## Your assignment
Scan the records for "below". Show the matching lines.

## Input material
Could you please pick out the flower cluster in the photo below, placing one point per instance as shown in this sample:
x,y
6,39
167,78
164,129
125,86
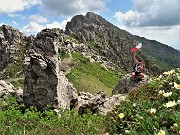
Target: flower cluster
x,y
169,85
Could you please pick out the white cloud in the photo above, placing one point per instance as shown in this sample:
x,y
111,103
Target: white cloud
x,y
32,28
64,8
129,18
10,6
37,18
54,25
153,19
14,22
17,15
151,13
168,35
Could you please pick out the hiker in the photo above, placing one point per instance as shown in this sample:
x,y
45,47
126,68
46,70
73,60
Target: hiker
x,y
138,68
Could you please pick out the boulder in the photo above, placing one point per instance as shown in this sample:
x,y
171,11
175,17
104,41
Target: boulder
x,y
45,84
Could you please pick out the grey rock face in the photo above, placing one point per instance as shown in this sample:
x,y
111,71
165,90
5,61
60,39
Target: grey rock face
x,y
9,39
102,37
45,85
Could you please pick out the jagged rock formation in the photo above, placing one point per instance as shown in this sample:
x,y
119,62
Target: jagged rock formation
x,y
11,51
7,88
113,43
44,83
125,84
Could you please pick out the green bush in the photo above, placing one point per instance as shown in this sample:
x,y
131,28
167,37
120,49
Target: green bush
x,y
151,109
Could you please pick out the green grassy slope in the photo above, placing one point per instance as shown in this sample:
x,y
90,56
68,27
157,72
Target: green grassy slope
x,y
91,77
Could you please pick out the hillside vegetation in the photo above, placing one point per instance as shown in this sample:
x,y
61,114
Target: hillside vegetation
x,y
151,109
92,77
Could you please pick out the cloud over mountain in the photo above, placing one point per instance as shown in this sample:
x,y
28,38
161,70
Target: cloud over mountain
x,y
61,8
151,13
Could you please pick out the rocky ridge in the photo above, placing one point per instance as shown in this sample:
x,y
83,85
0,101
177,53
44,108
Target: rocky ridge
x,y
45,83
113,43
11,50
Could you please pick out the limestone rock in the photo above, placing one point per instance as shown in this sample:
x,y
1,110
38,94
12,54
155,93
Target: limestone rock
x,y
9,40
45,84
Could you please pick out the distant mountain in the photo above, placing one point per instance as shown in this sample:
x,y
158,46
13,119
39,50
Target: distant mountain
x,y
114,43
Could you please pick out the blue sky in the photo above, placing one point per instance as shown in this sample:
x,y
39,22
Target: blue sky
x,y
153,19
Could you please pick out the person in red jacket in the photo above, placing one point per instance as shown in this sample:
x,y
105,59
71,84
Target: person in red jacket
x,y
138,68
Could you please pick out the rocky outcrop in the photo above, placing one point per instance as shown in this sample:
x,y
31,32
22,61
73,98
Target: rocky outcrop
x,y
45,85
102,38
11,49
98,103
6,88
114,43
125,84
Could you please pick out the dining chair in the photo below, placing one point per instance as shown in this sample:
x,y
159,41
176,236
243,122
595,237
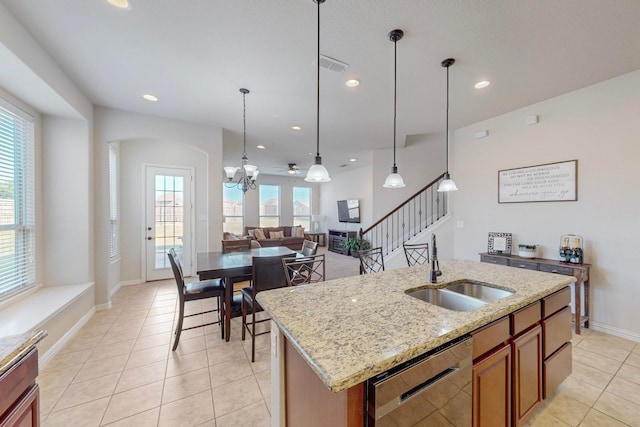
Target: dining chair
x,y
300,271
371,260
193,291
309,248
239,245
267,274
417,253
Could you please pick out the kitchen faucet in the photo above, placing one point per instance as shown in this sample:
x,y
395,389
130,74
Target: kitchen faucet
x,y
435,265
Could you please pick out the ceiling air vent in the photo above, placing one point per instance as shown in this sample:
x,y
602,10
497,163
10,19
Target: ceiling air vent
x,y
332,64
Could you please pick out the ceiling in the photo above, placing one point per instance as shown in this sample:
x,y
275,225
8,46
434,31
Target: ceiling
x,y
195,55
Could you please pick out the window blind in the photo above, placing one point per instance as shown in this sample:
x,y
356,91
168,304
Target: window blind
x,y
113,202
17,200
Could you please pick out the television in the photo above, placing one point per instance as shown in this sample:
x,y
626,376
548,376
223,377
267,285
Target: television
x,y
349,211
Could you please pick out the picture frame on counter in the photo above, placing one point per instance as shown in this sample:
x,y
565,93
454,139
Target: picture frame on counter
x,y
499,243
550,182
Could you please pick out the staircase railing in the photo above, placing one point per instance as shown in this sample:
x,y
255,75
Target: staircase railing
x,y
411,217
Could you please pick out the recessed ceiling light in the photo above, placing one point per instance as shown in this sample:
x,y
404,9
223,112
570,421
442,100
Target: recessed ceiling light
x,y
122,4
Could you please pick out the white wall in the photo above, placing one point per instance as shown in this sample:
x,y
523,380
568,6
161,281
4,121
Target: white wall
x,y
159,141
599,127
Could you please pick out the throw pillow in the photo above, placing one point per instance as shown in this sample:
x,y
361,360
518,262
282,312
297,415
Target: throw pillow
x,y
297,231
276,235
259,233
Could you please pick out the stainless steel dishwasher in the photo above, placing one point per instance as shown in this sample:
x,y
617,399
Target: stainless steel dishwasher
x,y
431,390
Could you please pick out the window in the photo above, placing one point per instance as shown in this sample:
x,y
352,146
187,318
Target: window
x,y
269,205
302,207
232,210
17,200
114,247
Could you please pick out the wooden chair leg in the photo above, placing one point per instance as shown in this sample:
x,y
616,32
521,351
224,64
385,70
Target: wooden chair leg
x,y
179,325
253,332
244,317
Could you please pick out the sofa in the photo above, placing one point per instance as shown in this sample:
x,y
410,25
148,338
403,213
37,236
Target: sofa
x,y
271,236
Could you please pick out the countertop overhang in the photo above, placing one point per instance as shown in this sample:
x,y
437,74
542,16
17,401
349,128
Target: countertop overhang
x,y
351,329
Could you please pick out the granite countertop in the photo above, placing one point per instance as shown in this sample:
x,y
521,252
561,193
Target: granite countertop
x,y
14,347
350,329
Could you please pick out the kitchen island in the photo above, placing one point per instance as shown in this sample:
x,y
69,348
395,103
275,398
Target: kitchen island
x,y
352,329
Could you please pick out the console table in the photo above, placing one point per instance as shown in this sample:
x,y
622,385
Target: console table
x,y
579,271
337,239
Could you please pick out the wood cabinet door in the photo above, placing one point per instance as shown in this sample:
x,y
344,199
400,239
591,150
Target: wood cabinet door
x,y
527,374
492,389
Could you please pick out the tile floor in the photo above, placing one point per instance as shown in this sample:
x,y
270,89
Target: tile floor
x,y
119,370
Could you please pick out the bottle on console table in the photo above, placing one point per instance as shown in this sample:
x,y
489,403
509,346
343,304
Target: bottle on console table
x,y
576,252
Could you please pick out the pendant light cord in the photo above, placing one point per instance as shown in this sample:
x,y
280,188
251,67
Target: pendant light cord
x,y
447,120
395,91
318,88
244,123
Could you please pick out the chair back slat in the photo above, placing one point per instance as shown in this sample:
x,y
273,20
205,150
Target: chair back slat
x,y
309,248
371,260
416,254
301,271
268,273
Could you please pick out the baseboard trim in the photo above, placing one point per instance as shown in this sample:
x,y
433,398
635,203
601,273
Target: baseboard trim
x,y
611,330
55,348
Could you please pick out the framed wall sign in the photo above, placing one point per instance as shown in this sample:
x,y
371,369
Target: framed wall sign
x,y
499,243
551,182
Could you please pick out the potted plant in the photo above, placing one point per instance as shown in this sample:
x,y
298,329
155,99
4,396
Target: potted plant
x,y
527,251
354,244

...

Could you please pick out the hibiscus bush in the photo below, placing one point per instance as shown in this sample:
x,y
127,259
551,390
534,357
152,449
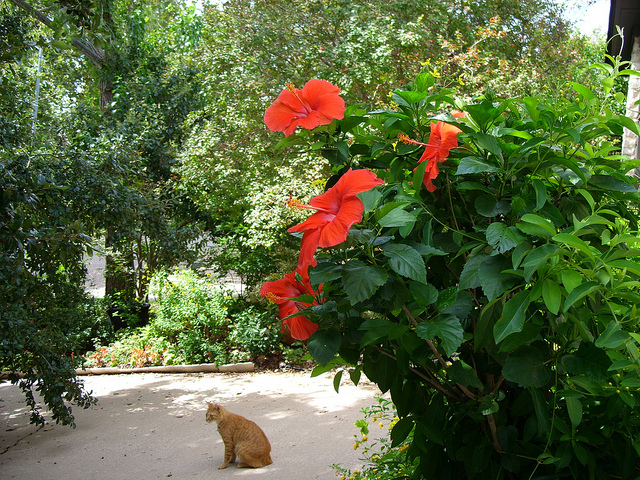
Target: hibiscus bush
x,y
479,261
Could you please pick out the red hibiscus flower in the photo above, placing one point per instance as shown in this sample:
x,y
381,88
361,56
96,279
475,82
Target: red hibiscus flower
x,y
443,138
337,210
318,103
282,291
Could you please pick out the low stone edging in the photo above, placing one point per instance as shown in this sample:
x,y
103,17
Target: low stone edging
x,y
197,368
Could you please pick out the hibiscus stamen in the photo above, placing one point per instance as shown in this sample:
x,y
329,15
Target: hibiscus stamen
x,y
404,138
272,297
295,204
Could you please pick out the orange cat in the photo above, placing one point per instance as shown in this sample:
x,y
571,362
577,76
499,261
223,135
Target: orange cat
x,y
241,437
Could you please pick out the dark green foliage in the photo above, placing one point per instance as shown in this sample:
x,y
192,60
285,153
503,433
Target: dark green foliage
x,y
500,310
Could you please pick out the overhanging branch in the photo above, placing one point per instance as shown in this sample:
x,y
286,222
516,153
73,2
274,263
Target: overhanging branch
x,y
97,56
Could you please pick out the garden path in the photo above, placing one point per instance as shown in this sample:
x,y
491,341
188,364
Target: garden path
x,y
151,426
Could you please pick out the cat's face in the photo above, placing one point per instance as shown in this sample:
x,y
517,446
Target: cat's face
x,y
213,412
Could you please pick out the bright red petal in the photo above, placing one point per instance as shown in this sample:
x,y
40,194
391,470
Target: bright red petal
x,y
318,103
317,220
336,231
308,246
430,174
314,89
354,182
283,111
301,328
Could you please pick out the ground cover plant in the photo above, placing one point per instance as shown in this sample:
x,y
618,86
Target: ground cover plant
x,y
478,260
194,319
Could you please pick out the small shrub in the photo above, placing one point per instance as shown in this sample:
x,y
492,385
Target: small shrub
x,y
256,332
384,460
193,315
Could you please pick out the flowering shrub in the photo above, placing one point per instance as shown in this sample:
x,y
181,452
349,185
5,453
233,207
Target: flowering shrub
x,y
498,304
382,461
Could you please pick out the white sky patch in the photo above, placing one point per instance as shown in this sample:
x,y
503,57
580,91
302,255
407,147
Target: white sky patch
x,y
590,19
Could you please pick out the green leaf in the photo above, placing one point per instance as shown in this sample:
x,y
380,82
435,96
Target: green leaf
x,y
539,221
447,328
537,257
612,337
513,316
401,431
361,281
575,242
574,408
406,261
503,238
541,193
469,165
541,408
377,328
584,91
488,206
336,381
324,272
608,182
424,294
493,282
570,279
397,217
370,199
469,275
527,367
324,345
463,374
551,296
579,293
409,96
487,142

==

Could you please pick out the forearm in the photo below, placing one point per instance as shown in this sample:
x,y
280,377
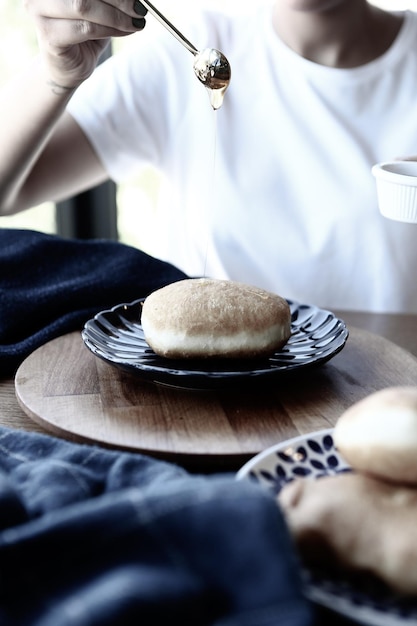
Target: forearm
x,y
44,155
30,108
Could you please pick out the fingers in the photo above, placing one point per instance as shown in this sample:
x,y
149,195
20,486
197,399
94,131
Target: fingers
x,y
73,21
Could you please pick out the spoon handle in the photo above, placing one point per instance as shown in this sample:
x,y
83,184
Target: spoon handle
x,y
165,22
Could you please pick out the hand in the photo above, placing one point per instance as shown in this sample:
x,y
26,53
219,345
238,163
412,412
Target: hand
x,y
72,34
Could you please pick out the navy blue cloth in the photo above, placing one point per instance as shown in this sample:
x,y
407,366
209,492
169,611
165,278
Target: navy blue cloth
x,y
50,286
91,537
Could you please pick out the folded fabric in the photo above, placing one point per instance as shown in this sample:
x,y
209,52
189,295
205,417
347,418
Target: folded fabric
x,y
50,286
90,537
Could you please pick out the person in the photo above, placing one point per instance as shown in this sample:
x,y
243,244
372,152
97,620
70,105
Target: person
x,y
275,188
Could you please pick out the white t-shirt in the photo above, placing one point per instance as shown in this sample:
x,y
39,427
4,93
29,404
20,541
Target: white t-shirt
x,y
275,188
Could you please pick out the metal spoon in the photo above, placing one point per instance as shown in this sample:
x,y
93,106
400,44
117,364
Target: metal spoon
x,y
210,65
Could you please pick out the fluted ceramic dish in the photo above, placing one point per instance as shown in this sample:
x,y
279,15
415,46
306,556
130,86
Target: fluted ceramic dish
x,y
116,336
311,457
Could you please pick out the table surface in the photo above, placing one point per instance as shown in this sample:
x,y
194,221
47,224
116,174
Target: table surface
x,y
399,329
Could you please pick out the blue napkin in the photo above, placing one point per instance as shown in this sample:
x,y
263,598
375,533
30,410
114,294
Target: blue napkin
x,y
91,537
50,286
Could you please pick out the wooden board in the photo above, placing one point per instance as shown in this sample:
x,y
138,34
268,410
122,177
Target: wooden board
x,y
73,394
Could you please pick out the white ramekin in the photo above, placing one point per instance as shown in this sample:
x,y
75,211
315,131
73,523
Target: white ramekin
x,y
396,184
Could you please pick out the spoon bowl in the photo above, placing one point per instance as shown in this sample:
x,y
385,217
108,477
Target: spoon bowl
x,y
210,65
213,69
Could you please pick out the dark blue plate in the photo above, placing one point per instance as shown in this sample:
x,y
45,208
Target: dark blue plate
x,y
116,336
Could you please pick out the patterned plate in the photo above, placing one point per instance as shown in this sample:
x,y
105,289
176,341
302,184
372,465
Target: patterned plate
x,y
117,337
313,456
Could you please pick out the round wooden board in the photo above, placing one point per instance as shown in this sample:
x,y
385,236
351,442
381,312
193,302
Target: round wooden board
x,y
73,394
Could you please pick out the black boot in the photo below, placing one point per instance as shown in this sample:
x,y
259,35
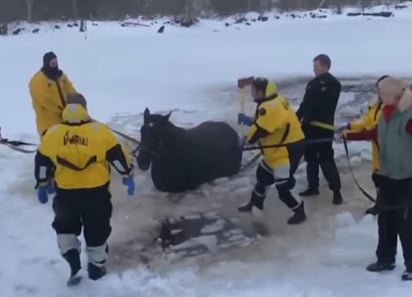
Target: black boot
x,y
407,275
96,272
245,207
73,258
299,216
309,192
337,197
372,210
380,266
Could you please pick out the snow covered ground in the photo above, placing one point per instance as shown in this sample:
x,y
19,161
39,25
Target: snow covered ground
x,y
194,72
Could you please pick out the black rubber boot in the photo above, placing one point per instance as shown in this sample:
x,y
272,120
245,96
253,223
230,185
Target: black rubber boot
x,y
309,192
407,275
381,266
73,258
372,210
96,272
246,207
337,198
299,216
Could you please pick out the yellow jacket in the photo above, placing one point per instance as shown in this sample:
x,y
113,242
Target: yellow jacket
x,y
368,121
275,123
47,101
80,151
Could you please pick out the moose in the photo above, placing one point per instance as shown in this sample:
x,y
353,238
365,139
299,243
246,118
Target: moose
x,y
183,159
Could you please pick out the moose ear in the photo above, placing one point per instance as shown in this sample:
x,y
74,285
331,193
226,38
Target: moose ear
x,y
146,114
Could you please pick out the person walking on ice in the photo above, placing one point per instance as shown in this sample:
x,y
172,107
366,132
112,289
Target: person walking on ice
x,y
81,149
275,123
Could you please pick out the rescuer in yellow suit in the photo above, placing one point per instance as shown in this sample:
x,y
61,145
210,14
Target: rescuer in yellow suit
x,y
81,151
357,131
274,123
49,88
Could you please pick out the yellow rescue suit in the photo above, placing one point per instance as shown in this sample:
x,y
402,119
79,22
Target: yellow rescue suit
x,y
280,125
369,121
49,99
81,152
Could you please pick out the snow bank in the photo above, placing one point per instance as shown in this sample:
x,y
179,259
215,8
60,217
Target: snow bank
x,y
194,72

## Completed task
Could you please pick out the flower cluster in the photo below, placing one point per instance as shown in this sample:
Could you please pick out the dining chair in the photo below, placing one point per instance as shown in this sample:
Could you please pick out the hibiscus bush in the photo below, placing one point per instance as shown in this sample:
Could you please pick out the forearm in the photo below, placing one point per instance as shown in this sample:
Could you please pick out the black boot in the photo below, placing one point per instance as shown in this sample:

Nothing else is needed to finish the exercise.